▸ **Exercise prompt**
Using the entries below, quote exactly the span of lines that begins with the line containing "Exercise. Point out the sliced" and ends with the final line.

▸ **Task inputs**
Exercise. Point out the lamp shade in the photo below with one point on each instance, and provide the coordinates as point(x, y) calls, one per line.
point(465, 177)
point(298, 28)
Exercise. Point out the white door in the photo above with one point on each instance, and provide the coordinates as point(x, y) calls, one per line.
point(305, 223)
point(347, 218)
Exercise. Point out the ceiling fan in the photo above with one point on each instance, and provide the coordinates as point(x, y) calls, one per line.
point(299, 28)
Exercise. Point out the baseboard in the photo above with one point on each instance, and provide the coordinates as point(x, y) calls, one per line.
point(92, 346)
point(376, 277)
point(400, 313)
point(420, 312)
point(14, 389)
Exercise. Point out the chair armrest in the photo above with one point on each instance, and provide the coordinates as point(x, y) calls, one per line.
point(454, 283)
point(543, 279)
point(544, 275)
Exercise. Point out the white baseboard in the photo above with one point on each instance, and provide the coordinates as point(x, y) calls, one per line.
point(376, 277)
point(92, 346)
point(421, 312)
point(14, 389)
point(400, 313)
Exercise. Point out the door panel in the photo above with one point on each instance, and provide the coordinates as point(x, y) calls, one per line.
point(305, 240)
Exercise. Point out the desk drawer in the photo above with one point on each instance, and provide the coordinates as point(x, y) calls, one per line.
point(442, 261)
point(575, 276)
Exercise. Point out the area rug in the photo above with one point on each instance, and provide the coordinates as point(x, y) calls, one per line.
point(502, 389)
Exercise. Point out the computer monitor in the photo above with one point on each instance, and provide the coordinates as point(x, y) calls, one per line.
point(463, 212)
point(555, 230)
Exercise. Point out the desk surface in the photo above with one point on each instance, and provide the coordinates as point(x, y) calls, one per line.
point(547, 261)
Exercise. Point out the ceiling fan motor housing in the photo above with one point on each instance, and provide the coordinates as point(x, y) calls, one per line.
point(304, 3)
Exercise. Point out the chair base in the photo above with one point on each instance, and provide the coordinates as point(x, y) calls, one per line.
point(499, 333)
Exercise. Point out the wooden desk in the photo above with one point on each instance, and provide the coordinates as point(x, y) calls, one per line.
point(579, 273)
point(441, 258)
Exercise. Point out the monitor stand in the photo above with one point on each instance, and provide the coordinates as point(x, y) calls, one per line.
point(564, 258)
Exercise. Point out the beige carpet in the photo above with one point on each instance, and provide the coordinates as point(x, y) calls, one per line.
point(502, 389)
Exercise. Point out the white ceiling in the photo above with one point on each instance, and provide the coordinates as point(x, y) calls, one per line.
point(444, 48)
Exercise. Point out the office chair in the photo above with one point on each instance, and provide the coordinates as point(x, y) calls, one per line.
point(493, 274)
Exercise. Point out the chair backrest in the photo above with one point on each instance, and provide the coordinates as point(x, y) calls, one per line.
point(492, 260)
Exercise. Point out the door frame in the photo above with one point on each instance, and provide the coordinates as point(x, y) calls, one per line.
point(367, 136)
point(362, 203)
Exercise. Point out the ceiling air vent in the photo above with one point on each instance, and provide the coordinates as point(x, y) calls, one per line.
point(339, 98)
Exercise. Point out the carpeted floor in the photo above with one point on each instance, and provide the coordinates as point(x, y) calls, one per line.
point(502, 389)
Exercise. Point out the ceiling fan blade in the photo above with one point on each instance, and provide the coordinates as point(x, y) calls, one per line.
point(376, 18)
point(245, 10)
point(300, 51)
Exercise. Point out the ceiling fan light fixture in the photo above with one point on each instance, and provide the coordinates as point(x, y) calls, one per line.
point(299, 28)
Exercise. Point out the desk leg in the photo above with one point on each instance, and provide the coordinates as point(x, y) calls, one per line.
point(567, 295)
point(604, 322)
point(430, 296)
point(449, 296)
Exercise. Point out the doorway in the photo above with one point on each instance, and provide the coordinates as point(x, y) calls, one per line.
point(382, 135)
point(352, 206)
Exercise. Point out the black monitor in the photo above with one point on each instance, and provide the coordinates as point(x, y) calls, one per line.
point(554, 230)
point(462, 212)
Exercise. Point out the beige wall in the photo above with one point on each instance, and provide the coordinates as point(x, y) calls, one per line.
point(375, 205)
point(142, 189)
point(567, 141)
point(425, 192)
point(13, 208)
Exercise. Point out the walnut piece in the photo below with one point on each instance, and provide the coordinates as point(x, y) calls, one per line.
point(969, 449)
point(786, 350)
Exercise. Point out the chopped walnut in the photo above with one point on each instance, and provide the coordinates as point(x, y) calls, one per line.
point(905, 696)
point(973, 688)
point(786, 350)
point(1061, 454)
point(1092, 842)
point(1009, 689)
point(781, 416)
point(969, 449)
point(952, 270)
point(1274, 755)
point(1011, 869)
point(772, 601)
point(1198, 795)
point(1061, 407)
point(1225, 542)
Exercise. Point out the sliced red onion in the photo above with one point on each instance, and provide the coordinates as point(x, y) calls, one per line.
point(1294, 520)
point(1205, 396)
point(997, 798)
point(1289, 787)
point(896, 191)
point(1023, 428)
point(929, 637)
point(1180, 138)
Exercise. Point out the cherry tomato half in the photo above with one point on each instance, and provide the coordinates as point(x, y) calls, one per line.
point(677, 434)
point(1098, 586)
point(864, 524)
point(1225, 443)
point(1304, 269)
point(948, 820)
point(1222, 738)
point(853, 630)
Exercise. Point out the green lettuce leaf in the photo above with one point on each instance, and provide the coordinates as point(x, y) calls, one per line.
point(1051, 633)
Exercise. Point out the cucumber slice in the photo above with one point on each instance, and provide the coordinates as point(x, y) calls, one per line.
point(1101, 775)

▸ **Answer**
Exercise. Point out the sliced red onion in the photo above with one point on each instance, and provide the coordinates as point(x, y) calls, one per line.
point(1294, 520)
point(1205, 396)
point(997, 798)
point(1289, 787)
point(896, 191)
point(1023, 428)
point(929, 637)
point(1180, 138)
Exercise. Point out the cherry tomato half in the photo above with one point on each instance, and provide the coordinates as point(x, y) calls, one per line.
point(677, 434)
point(1098, 586)
point(864, 524)
point(1225, 443)
point(1304, 269)
point(948, 820)
point(1222, 738)
point(853, 630)
Exercise. Point out the green lettuce leaf in the photo above with one point on each instance, and provide the coordinates as point(x, y) calls, one per line.
point(1051, 633)
Exercise. Point out the cucumber slice in the photo above with one point on each instance, and provide the coordinates as point(x, y) calls, one per line.
point(1101, 775)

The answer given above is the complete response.